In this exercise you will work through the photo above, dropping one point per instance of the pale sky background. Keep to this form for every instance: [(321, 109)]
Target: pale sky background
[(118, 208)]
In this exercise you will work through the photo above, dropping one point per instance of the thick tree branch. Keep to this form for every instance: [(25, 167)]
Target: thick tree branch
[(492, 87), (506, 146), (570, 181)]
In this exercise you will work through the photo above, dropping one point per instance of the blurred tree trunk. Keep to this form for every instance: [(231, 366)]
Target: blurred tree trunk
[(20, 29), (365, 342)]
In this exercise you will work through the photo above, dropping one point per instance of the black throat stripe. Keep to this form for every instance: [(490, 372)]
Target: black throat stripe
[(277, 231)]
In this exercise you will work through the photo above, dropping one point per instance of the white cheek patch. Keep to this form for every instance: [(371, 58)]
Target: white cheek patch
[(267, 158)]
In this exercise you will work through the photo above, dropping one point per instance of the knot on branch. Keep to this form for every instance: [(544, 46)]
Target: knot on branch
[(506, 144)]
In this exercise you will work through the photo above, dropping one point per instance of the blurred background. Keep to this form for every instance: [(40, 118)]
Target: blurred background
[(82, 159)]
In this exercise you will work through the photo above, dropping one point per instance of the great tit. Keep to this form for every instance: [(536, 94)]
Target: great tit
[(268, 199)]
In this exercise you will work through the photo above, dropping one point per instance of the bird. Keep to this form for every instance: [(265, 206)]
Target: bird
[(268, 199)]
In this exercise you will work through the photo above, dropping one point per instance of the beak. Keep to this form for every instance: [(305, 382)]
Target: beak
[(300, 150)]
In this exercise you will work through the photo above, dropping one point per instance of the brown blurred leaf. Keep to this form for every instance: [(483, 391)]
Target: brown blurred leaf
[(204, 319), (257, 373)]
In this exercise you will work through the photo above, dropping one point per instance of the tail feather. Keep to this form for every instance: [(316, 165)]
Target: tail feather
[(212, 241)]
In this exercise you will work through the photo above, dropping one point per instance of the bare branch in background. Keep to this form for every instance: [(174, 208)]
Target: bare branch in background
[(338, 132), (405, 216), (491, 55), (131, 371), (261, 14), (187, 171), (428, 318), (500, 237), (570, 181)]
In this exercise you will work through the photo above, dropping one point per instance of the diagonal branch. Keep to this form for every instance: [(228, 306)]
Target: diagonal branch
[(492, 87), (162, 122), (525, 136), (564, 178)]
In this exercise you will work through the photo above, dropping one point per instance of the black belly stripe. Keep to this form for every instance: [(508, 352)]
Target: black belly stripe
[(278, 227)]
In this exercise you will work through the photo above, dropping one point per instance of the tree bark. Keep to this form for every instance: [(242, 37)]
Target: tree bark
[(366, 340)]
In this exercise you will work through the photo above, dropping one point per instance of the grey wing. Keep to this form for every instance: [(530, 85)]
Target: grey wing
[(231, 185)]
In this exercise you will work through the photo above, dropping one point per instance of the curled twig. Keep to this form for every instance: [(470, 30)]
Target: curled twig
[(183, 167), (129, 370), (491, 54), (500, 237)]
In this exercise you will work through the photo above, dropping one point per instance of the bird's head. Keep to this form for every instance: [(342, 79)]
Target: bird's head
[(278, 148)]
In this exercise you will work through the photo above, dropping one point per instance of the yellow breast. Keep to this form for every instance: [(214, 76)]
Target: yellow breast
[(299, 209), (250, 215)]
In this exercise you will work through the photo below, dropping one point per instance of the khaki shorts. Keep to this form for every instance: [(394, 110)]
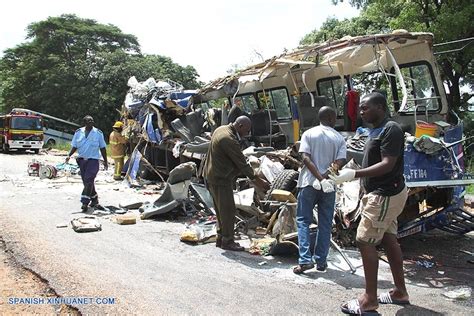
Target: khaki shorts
[(379, 216)]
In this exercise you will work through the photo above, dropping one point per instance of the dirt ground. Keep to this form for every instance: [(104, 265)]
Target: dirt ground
[(18, 282)]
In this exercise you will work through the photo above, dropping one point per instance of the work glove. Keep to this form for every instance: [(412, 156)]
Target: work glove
[(343, 176), (317, 185), (327, 185)]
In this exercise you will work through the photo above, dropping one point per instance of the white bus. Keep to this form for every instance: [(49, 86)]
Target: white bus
[(56, 130)]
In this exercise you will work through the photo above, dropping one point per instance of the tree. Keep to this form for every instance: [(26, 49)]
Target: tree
[(73, 66), (448, 20)]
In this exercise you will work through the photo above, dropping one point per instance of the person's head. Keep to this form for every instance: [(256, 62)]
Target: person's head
[(373, 108), (237, 102), (88, 122), (118, 126), (242, 125), (327, 116)]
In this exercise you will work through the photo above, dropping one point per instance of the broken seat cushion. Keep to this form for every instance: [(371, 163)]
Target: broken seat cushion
[(85, 224)]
--*--
__PROBLEM DESCRIPTION__. Excluding the pictures, transcribe each entry above word for word.

__RESULT OF THE EXERCISE__.
In this exercise you will work through the photo above, dropping one point per instance of the pale sky background. Keep to this form for every instance: [(321, 109)]
Target: pale sky background
[(118, 208)]
In this exercise you will work through the photo above, dropping one point per instance of the thick tree branch. Keep to this form for every instance: [(25, 167)]
Target: thick tree branch
[(492, 87), (506, 146), (570, 181)]
In this exercise you will work through the photo above, dropping one point per instance of the blurred tree trunk. Keep to this form for every instance: [(231, 366)]
Target: blurred tree trunk
[(20, 29), (365, 342)]
In this exercise you will work through the photo above, dropping one point per instance of the black throat stripe. Keep to this form for every instance: [(490, 372)]
Target: black throat stripe
[(277, 231)]
In this exercise you will work through the photo above, dropping one point per instance of the white cheek patch. Keep to this form for every instance: [(371, 58)]
Target: white cheek patch
[(267, 158)]
In this exercise you will work through the photo above, dropping one point per instance of the knot on branch. Keep to this form for every instance: [(544, 46)]
Target: knot on branch
[(506, 144)]
In this exercise you will work through the photo above, dropping one point per instance of the blurred background. Keep to this form for every instance: [(40, 118)]
Target: blurred background
[(82, 159)]
In this exercise you will work through the photo above, dropping one point per instance of the great tit. Keep to this form for every instance: [(536, 94)]
Target: great tit
[(268, 199)]
In this exercise you will work through the photo above, dropping one point per instance of the bird. Keep to this form for every instance: [(265, 206)]
Target: bird
[(268, 199)]
In this exercise you will work through the photo above, dropping one point per instance of the beak. Keep to this form for every instance: [(305, 382)]
Target: beak
[(300, 150)]
In this exercise you will work through the photo above, dropping one point per instance of the brown blurred leaf. Keep to this form for every instance: [(483, 391)]
Target: brown blurred leaf
[(204, 319), (257, 373)]
In this exercise you will work through the photo above, dropping one point per instance of the tail feather. Keep to this form for every instance: [(316, 165)]
Target: tail feather
[(212, 241)]
In this exercise you will work through the photo above, dropping one point per instance of the bare branch in background. Keep to this form for every instance: [(174, 208)]
Target: bare branch in background
[(338, 132), (405, 216), (491, 55), (131, 371), (261, 14), (187, 171), (428, 318), (500, 237), (570, 181)]
In this exercise you will work through the photo above, dropping one point per instance of the diagonal branch. Keep to this form for every instance: [(228, 306)]
Target: diagonal branch
[(492, 87), (162, 122), (525, 136), (564, 178)]
In this exercise you will work through the photo above, dropping one point per instance of the black belly stripe. Keep to this form for every instance: [(508, 352)]
Target: black belly stripe
[(278, 227)]
In this exercise you will work through the photo above, dropping one point per instance of the tree bark. Keep to this form for every instance: [(242, 37)]
Target: tree bark
[(366, 340)]
In this exercise you will work through the photo above, dropping one point per instance of the grey wing. Keep to this form for every instance: [(530, 85)]
Target: grey wing
[(231, 185)]
In this exercise you will work through the photo above, dropping one point per instance of the curled twig. Keep to this form for every instance: [(470, 30)]
Target: curled twig
[(183, 167), (129, 370), (491, 54), (500, 237)]
In this exercise you will work through the photo above, dropping one point per instance of the bird's head. Keep to this form for every instance: [(342, 79)]
Target: bird's head
[(278, 148)]
In this exercise you will work through the photo above, dropping one point per instance of the yellow breast. Keep to this form for every instance: [(214, 76)]
Target: yellow breast
[(299, 209), (250, 215)]
In this exercise you will work through the photo below, dropping one point per instance of the khaki shorts. Keep to this form for every instance: [(394, 110)]
Target: khaki shorts
[(379, 216)]
In this exercise you will work through the photo above, dropping one point per instance of the dirt ground. Keep to this form for every instance: [(104, 265)]
Target: dirt ground
[(18, 282)]
In this exercise you will work through the photo above, dropping one point per instance of the work glove. Keep to this form for every instance: [(412, 156)]
Target: work glove
[(343, 176), (317, 185), (327, 185)]
In this exercise you will work through the photo above, dropping one point per instance of the white bus. Keep to this form for every instance: [(49, 86)]
Target: white bus
[(56, 130)]
In this exercise you will work through the photo above, dropping one point per instance of the tree. Keep to this form for every instance: [(26, 49)]
Target: tree
[(73, 66), (448, 20)]
In this exercise you will work through the photo above, dropping one point per instance of the person's head. Keep to this form for every instance: [(256, 62)]
Target: person's head
[(373, 108), (237, 102), (88, 122), (118, 126), (242, 125), (327, 116)]
In this exercise you will work through the photo above, dropping one point per instance of the broken seat cushion. Keep to this form for every instance: [(371, 163)]
Target: broken seat cushion
[(85, 224)]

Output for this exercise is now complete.